# [What to produce]
Repeat the rows below, switching "person walking away" to "pedestrian walking away" and leaving everything else unchanged. Omit the pictures from your answer.

# [Recorded information]

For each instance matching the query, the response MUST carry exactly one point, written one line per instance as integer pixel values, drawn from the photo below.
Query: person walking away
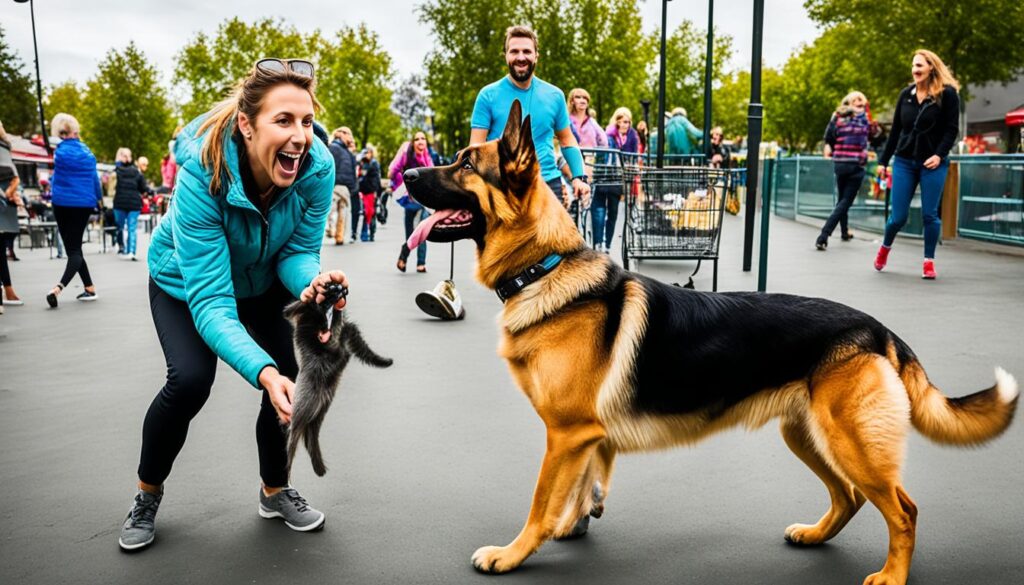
(925, 128)
(545, 105)
(681, 134)
(846, 144)
(721, 155)
(604, 209)
(414, 154)
(589, 132)
(10, 202)
(241, 241)
(131, 186)
(76, 193)
(344, 184)
(370, 183)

# [Answer for the task]
For each instance matching the query, the response MUST carry exactly one point, written one line per instance as integer pixel values, drawn from the photo below.
Query: pedestrian walking away
(925, 128)
(545, 105)
(681, 134)
(846, 144)
(721, 155)
(604, 209)
(414, 154)
(589, 132)
(10, 202)
(241, 241)
(131, 186)
(76, 193)
(344, 184)
(370, 183)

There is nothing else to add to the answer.